Stored data

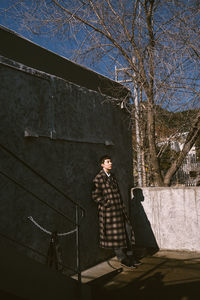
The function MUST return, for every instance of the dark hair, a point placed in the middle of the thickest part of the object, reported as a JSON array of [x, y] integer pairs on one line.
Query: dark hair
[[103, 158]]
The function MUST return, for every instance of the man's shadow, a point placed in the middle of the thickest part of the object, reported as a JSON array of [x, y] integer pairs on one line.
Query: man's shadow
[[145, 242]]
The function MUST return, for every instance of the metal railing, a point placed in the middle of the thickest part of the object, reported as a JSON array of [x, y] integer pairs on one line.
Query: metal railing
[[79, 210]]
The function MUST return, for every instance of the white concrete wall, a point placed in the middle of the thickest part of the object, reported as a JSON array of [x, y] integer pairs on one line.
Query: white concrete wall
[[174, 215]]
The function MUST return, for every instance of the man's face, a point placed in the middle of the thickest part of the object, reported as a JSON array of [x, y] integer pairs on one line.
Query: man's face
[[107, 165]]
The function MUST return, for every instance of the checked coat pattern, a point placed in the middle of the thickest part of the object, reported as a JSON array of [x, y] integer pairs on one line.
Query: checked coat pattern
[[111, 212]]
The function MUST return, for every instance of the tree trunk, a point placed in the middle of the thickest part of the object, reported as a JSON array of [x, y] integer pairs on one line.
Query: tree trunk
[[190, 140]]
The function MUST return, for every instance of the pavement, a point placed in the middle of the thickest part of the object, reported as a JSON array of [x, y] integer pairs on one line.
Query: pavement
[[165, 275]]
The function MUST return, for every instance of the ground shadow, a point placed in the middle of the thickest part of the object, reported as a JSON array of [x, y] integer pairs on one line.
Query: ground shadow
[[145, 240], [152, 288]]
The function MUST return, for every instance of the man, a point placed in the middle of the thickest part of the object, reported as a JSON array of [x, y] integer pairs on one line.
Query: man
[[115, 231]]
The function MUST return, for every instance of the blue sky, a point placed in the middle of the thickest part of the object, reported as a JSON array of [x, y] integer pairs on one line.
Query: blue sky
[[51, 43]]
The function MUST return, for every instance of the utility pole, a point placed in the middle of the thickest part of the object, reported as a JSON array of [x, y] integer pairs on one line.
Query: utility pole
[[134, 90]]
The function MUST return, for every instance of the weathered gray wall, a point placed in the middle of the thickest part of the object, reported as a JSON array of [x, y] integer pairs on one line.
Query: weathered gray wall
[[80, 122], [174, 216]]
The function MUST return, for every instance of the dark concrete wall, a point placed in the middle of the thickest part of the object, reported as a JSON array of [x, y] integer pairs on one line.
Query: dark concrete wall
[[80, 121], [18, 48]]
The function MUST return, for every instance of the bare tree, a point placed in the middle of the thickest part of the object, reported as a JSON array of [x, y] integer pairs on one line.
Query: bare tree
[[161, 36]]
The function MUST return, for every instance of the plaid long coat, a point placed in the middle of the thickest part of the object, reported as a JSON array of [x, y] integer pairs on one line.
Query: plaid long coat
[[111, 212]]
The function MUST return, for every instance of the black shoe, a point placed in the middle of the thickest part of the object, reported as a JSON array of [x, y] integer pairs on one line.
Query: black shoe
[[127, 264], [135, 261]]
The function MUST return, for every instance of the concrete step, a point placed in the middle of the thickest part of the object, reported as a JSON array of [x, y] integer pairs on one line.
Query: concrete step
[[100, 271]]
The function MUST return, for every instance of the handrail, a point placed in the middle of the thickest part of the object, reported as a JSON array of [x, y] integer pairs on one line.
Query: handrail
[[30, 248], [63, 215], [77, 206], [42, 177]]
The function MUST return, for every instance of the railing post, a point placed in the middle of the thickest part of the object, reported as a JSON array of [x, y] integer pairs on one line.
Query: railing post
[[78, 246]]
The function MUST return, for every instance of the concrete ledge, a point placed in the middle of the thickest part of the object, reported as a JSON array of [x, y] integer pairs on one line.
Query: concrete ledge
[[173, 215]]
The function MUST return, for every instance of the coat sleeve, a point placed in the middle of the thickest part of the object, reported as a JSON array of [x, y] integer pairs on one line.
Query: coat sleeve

--

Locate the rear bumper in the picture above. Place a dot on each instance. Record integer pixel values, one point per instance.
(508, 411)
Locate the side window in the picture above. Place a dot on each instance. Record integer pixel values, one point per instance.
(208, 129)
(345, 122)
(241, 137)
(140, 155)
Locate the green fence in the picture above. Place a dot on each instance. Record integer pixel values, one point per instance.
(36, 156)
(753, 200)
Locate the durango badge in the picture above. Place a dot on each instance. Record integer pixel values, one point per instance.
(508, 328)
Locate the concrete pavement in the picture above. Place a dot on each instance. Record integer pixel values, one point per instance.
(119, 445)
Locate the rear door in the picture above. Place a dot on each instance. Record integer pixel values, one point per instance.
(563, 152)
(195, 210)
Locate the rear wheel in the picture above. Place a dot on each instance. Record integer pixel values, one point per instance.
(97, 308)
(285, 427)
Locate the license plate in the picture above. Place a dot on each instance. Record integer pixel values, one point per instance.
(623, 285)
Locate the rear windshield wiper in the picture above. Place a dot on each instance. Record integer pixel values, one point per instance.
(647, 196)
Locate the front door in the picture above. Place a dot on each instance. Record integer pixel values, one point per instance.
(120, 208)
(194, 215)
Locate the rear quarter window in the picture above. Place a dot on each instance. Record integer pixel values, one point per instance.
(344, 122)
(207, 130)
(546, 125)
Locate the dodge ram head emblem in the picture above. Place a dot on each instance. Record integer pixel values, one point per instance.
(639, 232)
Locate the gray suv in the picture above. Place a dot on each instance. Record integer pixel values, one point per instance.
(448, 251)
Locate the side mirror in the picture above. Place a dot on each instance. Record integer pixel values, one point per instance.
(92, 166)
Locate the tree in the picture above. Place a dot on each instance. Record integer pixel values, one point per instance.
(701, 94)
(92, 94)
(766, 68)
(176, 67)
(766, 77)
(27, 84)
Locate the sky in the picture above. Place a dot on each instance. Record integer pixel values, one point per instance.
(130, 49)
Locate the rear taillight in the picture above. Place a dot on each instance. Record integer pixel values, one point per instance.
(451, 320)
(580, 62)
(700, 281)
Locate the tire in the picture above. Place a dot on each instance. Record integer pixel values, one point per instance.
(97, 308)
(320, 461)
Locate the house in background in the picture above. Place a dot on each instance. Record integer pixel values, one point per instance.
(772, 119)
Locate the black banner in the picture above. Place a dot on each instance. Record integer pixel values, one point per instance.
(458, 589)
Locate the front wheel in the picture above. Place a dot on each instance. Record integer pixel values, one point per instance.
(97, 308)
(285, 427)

THE PROBLEM
Among the preceding records, how many lines include the word "sleeve"? Reply with the number only.

RESPONSE
2